• **Description of the task**:
Look through the listing below and write out exactly the lines from the line with "column 297, row 223" to the line with "Target: colorful light", both included, and no others.
↓↓↓
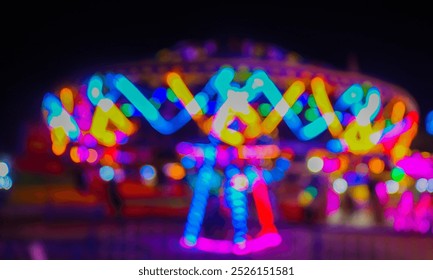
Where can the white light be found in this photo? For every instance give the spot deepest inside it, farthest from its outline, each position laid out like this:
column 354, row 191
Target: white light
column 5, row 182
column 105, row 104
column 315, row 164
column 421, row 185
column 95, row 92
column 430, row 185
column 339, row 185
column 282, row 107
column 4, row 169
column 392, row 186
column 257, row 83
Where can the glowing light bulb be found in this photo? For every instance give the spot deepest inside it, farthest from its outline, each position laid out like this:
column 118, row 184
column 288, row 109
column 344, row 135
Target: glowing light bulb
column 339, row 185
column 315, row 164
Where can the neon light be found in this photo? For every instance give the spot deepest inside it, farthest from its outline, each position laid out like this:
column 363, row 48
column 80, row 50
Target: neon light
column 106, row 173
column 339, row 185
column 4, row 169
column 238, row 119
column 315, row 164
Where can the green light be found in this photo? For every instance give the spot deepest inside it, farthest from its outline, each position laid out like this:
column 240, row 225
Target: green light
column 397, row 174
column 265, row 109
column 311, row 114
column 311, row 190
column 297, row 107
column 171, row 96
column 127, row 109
↑↑↑
↓↓↓
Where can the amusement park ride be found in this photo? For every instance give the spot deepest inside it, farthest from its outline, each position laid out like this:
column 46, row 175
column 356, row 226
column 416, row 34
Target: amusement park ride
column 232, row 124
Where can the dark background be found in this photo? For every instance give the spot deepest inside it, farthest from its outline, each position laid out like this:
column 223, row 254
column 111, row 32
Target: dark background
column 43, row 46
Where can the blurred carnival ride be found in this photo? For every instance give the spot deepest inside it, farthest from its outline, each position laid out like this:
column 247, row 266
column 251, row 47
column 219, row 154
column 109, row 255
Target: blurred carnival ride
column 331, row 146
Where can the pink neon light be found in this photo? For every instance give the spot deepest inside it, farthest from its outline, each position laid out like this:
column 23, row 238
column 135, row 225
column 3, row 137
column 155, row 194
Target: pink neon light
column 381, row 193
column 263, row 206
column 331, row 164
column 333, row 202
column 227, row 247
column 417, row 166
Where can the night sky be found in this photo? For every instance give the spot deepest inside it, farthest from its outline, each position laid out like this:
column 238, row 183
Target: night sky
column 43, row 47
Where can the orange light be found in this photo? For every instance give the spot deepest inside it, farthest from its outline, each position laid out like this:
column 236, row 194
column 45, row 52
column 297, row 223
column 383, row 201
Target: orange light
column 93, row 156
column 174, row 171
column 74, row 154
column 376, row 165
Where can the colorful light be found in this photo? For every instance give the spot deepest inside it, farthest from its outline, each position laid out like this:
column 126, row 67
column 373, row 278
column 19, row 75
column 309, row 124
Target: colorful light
↑↑↑
• **Output of the exercise**:
column 297, row 223
column 383, row 201
Target: orange light
column 93, row 156
column 174, row 171
column 74, row 154
column 376, row 165
Where can the colorful light be found in this photo? For every instance give the spot deepest inside it, farthest from its outline, each position laid out like this:
column 126, row 67
column 373, row 278
column 19, row 75
column 309, row 124
Target: colorful light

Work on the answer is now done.